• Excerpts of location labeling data
○ ○ ○ ○ ○

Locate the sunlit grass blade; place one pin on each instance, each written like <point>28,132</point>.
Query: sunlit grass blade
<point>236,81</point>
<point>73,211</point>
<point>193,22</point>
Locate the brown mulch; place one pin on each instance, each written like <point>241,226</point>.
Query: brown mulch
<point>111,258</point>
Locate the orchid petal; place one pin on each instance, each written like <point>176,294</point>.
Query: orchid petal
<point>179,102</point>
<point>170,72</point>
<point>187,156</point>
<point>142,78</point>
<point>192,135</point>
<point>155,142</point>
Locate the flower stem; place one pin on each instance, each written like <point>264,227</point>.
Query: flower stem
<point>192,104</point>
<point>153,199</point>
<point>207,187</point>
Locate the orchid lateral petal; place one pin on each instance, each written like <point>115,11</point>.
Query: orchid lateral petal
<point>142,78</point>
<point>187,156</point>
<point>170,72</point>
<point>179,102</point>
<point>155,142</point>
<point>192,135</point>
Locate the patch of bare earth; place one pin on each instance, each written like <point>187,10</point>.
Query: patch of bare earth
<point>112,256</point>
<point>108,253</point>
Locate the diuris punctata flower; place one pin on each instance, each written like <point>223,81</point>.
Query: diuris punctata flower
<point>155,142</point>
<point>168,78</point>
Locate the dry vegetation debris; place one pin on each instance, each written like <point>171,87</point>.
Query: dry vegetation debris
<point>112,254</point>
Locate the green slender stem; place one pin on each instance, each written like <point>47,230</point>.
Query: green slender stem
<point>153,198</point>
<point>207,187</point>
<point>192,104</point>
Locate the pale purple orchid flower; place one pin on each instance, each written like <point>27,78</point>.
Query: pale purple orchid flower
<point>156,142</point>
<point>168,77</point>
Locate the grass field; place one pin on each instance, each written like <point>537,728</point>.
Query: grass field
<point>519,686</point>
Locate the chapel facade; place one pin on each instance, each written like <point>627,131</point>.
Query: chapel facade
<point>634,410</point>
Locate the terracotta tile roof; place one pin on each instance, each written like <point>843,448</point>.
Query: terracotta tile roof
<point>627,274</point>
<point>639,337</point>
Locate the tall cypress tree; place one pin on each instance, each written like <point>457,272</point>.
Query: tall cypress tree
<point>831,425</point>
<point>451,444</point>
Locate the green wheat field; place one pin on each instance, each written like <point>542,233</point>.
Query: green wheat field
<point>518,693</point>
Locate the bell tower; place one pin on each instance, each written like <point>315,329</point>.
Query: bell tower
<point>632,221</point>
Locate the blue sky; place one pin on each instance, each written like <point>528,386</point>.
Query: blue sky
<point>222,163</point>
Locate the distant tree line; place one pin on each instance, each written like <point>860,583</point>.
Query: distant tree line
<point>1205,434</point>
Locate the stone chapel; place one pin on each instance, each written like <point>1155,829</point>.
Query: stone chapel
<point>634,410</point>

○ ○ ○ ○ ○

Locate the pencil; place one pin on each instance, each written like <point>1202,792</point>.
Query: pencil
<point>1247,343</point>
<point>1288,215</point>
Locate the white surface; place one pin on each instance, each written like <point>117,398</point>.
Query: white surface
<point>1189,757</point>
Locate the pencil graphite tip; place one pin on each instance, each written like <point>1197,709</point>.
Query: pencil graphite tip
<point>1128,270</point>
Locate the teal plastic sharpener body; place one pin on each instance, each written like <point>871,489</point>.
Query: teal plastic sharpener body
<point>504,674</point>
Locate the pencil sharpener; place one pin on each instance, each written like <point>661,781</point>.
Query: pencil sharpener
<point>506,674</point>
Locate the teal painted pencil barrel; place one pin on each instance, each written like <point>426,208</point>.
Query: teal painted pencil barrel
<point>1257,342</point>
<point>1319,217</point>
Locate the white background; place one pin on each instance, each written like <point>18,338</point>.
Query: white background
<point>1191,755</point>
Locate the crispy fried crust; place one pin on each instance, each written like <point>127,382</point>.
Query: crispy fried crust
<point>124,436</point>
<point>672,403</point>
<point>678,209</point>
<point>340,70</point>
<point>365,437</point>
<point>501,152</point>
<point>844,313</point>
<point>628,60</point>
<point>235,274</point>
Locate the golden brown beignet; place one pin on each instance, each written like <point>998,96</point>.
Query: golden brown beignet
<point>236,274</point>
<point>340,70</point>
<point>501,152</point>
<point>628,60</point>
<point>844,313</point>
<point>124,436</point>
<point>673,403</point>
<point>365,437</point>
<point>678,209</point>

○ ○ ○ ○ ○

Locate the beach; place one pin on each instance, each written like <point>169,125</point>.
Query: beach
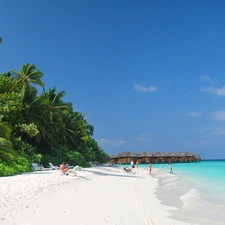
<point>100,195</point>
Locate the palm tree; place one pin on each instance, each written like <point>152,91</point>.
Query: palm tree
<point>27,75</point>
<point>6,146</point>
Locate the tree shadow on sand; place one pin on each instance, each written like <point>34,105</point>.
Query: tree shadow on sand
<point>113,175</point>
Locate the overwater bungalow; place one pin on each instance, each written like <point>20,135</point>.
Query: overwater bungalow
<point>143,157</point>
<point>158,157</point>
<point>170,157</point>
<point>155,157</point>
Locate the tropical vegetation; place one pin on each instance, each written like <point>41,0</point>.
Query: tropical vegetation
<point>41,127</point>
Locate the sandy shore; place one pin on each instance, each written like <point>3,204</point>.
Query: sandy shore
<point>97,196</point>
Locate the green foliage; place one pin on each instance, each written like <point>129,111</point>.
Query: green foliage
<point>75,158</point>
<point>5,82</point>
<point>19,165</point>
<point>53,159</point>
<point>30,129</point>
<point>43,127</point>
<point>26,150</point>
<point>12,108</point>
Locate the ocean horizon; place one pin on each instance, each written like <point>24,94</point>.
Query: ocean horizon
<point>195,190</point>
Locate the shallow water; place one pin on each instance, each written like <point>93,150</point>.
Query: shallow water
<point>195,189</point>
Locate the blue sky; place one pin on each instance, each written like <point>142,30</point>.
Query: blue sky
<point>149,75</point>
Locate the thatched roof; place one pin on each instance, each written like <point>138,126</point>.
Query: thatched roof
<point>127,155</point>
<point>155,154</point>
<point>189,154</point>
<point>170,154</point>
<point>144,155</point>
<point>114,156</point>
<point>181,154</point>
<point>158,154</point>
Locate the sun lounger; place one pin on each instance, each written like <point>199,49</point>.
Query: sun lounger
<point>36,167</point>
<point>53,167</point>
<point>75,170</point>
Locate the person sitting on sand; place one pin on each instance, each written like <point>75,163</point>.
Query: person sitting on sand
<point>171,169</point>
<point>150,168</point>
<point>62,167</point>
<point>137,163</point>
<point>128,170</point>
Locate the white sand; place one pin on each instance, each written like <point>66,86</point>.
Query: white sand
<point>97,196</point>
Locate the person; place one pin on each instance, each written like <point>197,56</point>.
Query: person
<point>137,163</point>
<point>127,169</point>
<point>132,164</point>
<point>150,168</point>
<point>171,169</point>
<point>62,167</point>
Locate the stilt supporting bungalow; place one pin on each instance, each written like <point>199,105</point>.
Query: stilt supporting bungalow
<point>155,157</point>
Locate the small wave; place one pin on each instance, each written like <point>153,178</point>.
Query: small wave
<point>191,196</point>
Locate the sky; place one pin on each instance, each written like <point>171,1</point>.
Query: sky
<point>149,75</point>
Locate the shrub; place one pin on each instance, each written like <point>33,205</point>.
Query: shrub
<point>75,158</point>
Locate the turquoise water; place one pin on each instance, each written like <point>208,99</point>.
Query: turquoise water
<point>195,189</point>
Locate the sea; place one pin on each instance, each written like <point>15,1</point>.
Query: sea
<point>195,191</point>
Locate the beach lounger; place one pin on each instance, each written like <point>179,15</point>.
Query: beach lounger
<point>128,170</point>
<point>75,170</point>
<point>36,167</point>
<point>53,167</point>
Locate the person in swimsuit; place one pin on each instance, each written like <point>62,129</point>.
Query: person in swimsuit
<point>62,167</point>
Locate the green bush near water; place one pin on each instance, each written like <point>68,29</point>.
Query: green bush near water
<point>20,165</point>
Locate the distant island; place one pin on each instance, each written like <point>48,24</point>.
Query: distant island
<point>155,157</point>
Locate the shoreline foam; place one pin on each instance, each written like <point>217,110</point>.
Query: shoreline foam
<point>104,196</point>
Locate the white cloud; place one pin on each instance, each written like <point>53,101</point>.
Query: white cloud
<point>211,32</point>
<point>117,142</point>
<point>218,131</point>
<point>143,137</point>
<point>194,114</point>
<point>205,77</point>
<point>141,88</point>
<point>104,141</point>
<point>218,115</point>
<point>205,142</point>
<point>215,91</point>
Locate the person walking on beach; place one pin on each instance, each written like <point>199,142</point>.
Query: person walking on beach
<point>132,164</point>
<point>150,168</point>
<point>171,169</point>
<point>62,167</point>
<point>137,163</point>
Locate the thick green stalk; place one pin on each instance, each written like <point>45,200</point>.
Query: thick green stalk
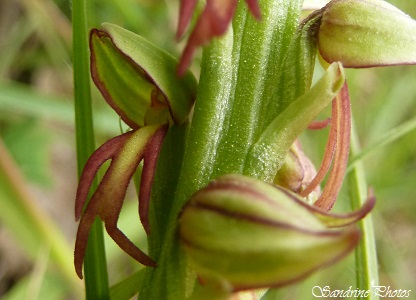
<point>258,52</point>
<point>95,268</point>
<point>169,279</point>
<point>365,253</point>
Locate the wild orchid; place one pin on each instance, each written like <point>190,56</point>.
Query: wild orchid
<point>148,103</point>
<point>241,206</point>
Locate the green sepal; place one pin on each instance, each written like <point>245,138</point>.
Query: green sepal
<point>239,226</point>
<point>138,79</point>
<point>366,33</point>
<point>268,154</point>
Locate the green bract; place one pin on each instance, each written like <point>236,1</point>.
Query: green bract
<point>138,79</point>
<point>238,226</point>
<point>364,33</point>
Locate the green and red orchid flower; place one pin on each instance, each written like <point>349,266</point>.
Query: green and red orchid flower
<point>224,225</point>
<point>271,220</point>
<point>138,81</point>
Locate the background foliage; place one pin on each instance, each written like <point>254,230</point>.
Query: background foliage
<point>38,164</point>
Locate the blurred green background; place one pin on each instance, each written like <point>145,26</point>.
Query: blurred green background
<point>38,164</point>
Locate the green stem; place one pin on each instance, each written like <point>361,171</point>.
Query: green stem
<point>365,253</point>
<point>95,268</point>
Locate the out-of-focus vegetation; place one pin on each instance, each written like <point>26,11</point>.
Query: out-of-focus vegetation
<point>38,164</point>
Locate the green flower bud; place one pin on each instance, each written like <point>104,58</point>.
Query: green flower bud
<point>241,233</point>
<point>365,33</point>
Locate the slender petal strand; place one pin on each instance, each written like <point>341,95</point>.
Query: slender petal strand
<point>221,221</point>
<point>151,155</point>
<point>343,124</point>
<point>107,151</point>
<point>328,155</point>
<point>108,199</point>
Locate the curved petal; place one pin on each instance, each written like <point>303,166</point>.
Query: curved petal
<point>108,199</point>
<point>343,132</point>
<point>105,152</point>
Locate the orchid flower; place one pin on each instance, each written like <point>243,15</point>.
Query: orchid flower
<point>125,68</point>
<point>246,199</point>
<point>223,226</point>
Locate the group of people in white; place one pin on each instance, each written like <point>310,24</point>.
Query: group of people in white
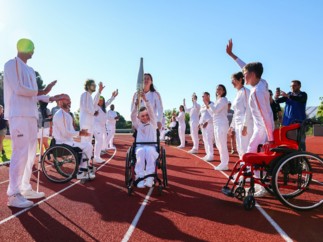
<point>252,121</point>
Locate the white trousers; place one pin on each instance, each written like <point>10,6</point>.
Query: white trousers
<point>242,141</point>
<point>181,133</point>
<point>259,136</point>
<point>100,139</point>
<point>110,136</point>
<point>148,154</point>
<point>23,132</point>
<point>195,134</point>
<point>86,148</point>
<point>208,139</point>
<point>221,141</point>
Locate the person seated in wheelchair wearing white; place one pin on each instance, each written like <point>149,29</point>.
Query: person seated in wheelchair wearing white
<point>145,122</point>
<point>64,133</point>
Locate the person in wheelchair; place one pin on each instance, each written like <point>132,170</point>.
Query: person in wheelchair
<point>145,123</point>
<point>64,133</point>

○ ○ ○ ○ ○

• PROBLEM DESCRIPTION
Rewrite the stretch of material from the line containing "Locate the green flower" through the line containing "<point>252,121</point>", replacing "curved petal" with "arched petal" and leaving everything else unchanged. Omit the pictures from your answer.

• THE SOLUTION
Locate the green flower bud; place one pin on each instance, each written like <point>104,58</point>.
Query: green flower bud
<point>241,233</point>
<point>365,33</point>
Locate the slender petal strand; place one pin on each instance, each written like <point>341,95</point>.
Query: slender petal strand
<point>221,221</point>
<point>151,155</point>
<point>343,124</point>
<point>107,151</point>
<point>328,155</point>
<point>108,199</point>
Locate the arched petal; place one pin on each instance, each written like <point>303,166</point>.
Query: arched petal
<point>108,199</point>
<point>343,132</point>
<point>105,152</point>
Locate the orchid flower; place one pin on each instance, each written like <point>243,15</point>.
Query: orchid flower
<point>125,68</point>
<point>246,199</point>
<point>223,226</point>
Locate the group of people in white; place one pin on each instance, each written like <point>310,24</point>.
Query: group of people in white
<point>252,121</point>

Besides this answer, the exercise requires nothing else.